→ **Exercise passage**
# # # # # # #

Everyday Ways to Reduce Your Plastic Consumption

Let’s talk plastic.

Whether we’re talking about environmental sustainability or our health, there’s one thing for certain: plastic is harmful, wasteful and toxic. The chemicals found in plastic can cause serious health issues that impact our wellbeing. And while many of us recycle, the truth is, plastic never breaks down. It’s estimated that by 2050 there will be more plastic than fish in the oceans.

Yet, with all the information available to us, everything we find is still wrapped and packaged in plastic. Just walk into a supermarket and go for a browse–everything from our food to our personal care products such as our toothbrushes, deodorants and shampoos come in packaged in plastic. Don’t even get me started on single-use straws.

But here’s what I have found out over the last few years as I have tried my best to live a plastic-free and zero-waste lifestyle: first, almost everything that comes in plastic has a plastic-free alternative. Second, by refusing plastic packaging, I have avoided a lot of toxins. It comes with its challenges at first, but once you learn the tricks and prepare for your shopping, you begin to see everything in a different light. Here are some of the objects I have replaced that have helped me seriously reduce my plastic consumption to get you started.

1. Personal care items


Avoiding plastic has meant that my hair, skin and overall health have improved. In addition to the toxicity of plastic packaging itself, you’ll find that when you do find zero-waste and package-free options it often means finding natural and organic products.

Think about the simple everyday objects you use. Go to your bathroom and have a look. What if you replaced your plastic toothbrush with a bamboo one instead? You’ll probably find that your shampoo and soaps are all packaged in plastic. How about old-school shampoo bars and soaps with ingredients you can trust. Ladies, disposable pads and tampons are filled with toxins that are harmful for your health. What if we made a switch to menstrual cups or reusable pads? Our bodies will thank us for it.

2. The food you eat


Food is another area that is very plastic heavy. Avoiding plastic will mean eating more unpackaged foods, which means rarely finding package-free produce in a big supermarket. Instead, the best thing about going plastic-free is that it encourages you to visit your local shops or farmers’ markets where food is seasonal, often organic, grown at home and unpackaged.

# # # # # # #

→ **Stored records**
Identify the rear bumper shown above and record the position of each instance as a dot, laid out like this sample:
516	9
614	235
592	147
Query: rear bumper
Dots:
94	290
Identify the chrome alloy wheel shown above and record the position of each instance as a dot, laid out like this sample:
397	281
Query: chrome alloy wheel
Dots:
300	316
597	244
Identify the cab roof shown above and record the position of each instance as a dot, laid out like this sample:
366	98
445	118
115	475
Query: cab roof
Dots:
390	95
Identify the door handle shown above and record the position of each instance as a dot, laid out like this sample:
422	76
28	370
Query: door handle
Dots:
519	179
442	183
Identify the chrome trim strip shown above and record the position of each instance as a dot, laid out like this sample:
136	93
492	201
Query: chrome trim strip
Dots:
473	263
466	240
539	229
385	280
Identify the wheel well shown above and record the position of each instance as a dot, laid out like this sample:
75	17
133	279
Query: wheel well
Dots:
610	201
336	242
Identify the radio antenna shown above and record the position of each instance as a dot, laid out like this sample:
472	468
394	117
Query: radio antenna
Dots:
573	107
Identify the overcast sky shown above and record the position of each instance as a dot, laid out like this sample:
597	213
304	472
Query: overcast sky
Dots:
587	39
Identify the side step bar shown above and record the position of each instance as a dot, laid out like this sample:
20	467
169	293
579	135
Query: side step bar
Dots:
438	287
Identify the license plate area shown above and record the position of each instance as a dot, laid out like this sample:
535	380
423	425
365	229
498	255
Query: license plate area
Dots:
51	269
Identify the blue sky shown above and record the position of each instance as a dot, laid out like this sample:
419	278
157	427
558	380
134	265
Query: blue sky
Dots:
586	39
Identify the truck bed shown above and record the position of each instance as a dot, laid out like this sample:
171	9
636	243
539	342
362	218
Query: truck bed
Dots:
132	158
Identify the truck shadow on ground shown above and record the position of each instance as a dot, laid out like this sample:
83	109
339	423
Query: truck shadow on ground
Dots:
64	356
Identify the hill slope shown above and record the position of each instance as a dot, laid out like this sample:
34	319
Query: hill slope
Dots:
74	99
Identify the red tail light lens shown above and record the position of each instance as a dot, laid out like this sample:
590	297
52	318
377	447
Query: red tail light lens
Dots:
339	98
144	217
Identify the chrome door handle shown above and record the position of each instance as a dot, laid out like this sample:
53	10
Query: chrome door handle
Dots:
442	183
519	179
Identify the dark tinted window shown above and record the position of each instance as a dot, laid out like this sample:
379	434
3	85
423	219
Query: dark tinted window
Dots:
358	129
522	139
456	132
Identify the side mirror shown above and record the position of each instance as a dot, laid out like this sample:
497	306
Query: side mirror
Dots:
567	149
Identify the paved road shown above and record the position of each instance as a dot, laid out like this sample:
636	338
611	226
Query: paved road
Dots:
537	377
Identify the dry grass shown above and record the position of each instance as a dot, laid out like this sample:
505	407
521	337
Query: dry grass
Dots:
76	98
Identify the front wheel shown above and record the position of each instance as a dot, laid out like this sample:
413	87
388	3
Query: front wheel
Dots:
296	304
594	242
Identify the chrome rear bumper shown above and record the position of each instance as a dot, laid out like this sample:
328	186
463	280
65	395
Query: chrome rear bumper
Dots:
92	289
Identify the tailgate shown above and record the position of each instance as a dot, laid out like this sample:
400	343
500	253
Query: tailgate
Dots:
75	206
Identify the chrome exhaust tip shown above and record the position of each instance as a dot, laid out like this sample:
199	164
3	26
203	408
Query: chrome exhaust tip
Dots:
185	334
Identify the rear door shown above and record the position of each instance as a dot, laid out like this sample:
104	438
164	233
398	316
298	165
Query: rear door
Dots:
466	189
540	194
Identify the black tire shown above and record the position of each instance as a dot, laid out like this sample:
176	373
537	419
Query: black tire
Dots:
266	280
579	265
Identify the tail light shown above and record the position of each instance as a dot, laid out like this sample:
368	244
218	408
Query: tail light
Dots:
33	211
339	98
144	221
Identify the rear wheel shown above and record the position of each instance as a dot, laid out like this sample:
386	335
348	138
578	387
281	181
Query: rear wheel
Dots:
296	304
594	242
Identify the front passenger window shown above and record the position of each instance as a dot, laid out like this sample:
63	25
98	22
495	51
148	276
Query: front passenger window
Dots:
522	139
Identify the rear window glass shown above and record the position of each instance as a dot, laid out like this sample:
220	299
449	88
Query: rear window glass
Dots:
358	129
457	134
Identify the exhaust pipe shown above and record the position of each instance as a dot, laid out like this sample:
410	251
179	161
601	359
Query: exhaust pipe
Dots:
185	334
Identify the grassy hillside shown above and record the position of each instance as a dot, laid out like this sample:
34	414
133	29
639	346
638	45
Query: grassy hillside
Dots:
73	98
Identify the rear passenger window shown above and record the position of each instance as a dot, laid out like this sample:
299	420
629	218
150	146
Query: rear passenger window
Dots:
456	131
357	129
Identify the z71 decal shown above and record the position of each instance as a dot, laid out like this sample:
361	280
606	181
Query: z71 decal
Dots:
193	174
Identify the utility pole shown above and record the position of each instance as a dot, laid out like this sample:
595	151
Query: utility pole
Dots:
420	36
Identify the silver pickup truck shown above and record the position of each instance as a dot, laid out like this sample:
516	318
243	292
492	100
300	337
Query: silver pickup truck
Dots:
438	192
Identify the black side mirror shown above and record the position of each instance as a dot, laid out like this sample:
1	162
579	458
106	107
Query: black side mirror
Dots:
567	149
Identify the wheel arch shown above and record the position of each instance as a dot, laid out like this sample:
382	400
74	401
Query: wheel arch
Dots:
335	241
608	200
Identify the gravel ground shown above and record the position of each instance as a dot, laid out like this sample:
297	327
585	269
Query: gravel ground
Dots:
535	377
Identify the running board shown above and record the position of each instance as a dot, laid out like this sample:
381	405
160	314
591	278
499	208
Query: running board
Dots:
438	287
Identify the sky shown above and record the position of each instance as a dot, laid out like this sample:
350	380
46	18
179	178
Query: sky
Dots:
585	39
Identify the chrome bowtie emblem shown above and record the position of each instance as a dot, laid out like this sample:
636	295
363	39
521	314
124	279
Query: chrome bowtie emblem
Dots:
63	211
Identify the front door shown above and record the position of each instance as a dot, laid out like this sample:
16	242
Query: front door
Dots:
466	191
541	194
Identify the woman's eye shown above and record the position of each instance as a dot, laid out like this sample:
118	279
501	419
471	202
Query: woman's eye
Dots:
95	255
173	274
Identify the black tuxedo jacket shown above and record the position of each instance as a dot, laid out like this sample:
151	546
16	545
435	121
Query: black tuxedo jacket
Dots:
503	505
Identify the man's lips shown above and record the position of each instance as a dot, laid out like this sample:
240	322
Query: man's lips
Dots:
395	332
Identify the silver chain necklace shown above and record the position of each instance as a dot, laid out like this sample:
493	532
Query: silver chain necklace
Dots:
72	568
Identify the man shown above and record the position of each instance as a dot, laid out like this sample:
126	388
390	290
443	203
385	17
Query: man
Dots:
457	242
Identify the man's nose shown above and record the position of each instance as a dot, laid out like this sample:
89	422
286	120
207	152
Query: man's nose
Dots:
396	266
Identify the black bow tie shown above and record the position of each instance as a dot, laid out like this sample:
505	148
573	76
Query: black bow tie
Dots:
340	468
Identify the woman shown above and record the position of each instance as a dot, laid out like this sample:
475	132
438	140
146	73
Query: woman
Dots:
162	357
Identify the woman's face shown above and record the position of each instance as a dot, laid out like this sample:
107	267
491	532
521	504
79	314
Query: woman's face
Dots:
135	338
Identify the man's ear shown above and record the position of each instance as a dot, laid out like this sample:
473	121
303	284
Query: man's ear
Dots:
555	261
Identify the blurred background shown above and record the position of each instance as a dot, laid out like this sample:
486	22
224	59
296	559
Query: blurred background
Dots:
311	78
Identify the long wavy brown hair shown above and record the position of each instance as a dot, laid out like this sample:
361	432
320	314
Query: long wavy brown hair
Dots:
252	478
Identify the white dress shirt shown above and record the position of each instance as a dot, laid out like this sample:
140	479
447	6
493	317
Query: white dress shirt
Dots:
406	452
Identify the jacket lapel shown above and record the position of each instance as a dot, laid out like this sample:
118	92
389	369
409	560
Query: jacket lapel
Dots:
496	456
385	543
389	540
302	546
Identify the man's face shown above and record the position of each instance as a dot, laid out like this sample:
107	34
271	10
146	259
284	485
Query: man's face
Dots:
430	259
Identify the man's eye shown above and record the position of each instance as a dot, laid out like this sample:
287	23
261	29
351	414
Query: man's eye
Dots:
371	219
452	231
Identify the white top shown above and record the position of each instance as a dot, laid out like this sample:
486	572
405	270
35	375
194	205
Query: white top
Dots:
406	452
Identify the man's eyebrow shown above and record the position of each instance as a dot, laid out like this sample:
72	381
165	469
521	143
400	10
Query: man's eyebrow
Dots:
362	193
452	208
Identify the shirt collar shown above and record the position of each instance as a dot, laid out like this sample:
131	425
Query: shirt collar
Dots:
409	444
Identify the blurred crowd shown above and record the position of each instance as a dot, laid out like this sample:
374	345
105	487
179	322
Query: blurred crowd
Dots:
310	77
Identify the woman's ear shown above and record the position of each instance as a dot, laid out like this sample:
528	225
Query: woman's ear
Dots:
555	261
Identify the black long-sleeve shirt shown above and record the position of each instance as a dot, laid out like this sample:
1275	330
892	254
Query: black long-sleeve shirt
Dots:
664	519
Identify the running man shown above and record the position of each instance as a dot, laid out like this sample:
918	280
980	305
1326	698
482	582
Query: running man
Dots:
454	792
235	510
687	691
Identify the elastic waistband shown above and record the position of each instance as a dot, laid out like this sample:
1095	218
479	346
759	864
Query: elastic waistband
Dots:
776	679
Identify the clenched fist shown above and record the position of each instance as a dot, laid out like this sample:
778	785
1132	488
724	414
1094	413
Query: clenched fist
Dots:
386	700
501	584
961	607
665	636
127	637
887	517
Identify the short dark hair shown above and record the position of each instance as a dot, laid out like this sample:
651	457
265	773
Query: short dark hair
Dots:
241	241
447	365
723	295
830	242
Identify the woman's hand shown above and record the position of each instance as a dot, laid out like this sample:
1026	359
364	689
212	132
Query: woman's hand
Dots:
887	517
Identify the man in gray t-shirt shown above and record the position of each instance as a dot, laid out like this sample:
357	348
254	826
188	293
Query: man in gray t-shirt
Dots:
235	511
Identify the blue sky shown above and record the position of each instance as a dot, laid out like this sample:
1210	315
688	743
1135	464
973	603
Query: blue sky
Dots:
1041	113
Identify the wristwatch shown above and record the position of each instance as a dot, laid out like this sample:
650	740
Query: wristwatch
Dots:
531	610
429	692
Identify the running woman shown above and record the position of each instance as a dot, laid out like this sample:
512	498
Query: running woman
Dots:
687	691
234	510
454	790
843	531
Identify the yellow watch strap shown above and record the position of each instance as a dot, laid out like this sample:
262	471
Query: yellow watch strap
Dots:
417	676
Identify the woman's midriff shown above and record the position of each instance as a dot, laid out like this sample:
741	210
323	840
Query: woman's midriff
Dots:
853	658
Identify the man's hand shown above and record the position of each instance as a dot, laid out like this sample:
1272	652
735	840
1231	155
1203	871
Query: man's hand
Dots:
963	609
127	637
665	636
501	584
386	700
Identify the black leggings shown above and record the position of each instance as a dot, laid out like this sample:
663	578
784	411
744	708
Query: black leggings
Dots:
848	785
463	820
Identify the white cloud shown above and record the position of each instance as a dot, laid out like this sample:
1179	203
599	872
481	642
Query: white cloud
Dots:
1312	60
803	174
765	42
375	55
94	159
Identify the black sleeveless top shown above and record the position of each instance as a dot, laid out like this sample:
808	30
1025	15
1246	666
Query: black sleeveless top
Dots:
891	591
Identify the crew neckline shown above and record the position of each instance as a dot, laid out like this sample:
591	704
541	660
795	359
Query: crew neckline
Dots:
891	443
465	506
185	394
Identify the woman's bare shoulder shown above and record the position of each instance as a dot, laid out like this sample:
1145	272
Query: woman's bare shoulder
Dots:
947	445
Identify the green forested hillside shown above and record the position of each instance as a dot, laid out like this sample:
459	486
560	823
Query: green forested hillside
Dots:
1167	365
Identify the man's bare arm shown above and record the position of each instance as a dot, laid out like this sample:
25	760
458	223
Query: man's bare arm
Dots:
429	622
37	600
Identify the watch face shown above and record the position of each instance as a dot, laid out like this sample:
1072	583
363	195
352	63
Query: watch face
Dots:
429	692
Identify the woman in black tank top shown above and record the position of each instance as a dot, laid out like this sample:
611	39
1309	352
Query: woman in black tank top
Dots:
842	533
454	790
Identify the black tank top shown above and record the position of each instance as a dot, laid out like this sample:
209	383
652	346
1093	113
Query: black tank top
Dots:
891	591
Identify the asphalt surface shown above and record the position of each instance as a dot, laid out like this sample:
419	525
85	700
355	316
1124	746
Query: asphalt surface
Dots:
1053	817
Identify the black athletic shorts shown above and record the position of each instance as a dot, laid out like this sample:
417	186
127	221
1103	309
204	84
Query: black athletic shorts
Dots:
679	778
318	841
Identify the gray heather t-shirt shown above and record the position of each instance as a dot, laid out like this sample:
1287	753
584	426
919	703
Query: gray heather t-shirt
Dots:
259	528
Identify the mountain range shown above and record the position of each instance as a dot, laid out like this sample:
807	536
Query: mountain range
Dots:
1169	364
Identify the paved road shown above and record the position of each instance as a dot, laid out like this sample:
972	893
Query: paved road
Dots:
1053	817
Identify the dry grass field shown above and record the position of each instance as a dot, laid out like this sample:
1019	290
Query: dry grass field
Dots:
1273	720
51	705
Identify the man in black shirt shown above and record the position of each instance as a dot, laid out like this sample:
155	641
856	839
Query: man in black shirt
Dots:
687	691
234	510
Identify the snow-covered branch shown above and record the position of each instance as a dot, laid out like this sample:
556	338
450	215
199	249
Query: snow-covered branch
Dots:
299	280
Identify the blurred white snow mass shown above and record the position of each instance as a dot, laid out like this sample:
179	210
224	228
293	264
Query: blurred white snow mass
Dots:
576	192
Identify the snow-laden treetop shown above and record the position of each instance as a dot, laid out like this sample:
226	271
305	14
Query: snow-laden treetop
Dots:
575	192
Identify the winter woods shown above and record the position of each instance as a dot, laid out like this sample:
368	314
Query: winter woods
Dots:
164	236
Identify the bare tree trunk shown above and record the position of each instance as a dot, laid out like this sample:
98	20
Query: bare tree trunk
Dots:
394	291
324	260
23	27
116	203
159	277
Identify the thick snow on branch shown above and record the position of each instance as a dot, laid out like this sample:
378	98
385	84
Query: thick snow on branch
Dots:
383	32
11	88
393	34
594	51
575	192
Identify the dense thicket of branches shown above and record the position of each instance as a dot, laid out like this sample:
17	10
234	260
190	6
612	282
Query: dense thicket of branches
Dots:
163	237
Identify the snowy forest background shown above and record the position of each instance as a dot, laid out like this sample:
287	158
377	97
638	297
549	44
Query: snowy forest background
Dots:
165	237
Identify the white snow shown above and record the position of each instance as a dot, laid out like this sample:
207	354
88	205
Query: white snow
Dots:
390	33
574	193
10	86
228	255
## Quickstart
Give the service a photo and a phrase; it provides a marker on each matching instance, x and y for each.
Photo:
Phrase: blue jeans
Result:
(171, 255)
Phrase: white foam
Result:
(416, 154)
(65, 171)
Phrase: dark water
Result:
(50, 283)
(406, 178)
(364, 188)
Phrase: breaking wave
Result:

# # # # # # #

Output the part of the article on reducing plastic that runs between "Think about the" and "thank us for it.", inclusive. The listing is material of its own and stands apart from the article on reducing plastic.

→ **The completed task**
Think about the simple everyday objects you use. Go to your bathroom and have a look. What if you replaced your plastic toothbrush with a bamboo one instead? You’ll probably find that your shampoo and soaps are all packaged in plastic. How about old-school shampoo bars and soaps with ingredients you can trust. Ladies, disposable pads and tampons are filled with toxins that are harmful for your health. What if we made a switch to menstrual cups or reusable pads? Our bodies will thank us for it.